_Assigned task:_
Rewrite the listing below, replacing each occurrence of "rough mask" with "coarse mask" and leaving all other text unchanged.
● ● ●
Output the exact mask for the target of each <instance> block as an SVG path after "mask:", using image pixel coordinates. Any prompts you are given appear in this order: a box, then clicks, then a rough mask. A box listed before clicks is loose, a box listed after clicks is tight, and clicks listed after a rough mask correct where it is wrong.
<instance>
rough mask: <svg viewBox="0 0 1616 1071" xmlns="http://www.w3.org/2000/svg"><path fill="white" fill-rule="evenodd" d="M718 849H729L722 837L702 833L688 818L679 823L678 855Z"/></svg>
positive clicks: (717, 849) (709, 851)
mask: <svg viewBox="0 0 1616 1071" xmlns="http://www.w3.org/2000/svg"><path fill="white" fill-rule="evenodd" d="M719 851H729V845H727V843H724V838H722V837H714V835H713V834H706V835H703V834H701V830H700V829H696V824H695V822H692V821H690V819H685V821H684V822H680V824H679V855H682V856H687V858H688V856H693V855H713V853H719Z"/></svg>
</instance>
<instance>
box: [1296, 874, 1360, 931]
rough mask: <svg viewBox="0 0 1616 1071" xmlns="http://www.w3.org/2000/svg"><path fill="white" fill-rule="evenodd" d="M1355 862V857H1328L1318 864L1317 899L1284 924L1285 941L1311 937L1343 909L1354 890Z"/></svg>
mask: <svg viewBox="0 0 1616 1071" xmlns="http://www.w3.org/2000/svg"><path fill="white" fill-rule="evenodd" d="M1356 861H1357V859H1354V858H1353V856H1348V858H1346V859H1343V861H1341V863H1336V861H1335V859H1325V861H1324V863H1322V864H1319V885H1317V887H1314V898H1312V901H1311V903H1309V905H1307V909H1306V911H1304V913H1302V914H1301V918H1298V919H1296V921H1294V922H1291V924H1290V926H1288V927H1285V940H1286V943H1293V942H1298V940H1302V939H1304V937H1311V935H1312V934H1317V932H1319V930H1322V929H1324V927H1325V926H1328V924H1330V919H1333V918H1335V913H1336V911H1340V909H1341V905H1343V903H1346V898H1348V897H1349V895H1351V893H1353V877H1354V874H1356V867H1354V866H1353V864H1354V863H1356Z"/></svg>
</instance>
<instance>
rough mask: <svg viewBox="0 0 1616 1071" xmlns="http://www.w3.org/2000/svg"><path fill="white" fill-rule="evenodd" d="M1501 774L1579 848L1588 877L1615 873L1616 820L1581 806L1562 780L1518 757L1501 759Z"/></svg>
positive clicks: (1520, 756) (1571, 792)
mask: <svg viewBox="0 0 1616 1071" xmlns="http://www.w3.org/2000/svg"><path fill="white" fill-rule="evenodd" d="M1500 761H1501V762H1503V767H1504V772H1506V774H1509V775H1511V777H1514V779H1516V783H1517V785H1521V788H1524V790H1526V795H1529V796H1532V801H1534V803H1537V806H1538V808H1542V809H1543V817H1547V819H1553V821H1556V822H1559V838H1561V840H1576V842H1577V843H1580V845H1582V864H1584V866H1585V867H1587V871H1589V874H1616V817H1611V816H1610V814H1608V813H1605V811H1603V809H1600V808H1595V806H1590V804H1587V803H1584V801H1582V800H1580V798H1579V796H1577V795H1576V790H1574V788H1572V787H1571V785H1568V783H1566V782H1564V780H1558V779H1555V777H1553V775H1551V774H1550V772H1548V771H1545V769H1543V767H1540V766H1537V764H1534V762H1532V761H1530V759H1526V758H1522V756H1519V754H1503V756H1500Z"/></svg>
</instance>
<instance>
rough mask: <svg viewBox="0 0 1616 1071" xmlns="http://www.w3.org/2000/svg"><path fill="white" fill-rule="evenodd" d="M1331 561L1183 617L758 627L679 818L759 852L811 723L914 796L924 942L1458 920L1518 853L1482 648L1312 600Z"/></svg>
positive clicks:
● ● ●
_Reply:_
Output the exact mask for the target of each <instance> block as an SVG path after "mask:", using image pixel coordinates. Any prompts you are given appear in this order: a box, then clicks, then a coarse mask. A box listed before clicks is loose, a box listed after clicks is tight, and clicks listed after a coarse mask correct where it is wrong.
<instance>
coarse mask: <svg viewBox="0 0 1616 1071" xmlns="http://www.w3.org/2000/svg"><path fill="white" fill-rule="evenodd" d="M718 849H729L722 837L702 833L688 818L679 823L678 855Z"/></svg>
positive clicks: (717, 849) (709, 851)
mask: <svg viewBox="0 0 1616 1071" xmlns="http://www.w3.org/2000/svg"><path fill="white" fill-rule="evenodd" d="M719 851H729V845H727V843H724V838H722V837H714V835H713V834H706V835H703V834H701V830H700V829H696V824H695V822H692V821H690V819H685V821H684V822H680V824H679V855H682V856H687V858H688V856H693V855H713V853H719Z"/></svg>
</instance>
<instance>
box: [1296, 874, 1360, 931]
coarse mask: <svg viewBox="0 0 1616 1071" xmlns="http://www.w3.org/2000/svg"><path fill="white" fill-rule="evenodd" d="M1355 862V857H1328L1318 864L1317 899L1284 924L1285 941L1311 937L1343 909L1354 890Z"/></svg>
mask: <svg viewBox="0 0 1616 1071" xmlns="http://www.w3.org/2000/svg"><path fill="white" fill-rule="evenodd" d="M1356 861H1357V859H1354V858H1353V856H1348V858H1346V859H1343V861H1341V863H1336V861H1335V859H1325V861H1324V863H1322V864H1319V885H1317V887H1314V898H1312V901H1311V903H1309V905H1307V909H1306V911H1304V913H1302V914H1301V918H1298V919H1296V921H1294V922H1291V924H1290V926H1288V927H1285V940H1286V943H1293V942H1298V940H1302V939H1304V937H1311V935H1312V934H1317V932H1319V930H1322V929H1324V927H1325V926H1328V924H1330V919H1333V918H1335V913H1336V911H1340V909H1341V905H1343V903H1346V898H1348V897H1349V895H1351V893H1353V877H1354V874H1356V867H1354V866H1353V864H1354V863H1356Z"/></svg>
</instance>
<instance>
coarse mask: <svg viewBox="0 0 1616 1071" xmlns="http://www.w3.org/2000/svg"><path fill="white" fill-rule="evenodd" d="M1501 774L1579 848L1588 877L1615 873L1616 820L1581 806L1562 780L1518 757L1501 759Z"/></svg>
positive clicks: (1520, 756) (1571, 792)
mask: <svg viewBox="0 0 1616 1071" xmlns="http://www.w3.org/2000/svg"><path fill="white" fill-rule="evenodd" d="M1500 761H1501V762H1503V767H1504V772H1506V774H1509V775H1511V777H1514V779H1516V783H1517V785H1521V788H1524V790H1526V795H1529V796H1532V801H1534V803H1537V806H1538V808H1542V809H1543V817H1547V819H1553V821H1556V822H1559V838H1561V840H1576V842H1577V843H1580V845H1582V864H1584V866H1585V867H1587V871H1589V874H1616V817H1611V816H1610V814H1608V813H1605V811H1603V809H1600V808H1595V806H1590V804H1587V803H1584V801H1582V800H1580V798H1579V796H1577V795H1576V790H1574V788H1572V787H1571V785H1568V783H1566V782H1564V780H1558V779H1555V777H1553V775H1551V774H1550V772H1548V771H1545V769H1543V767H1540V766H1537V764H1534V762H1532V761H1530V759H1526V758H1522V756H1519V754H1503V756H1500Z"/></svg>
</instance>
<instance>
coarse mask: <svg viewBox="0 0 1616 1071" xmlns="http://www.w3.org/2000/svg"><path fill="white" fill-rule="evenodd" d="M1331 561L1183 617L758 627L679 818L759 852L811 723L914 796L924 942L1458 920L1518 853L1482 648L1312 600Z"/></svg>
positive clicks:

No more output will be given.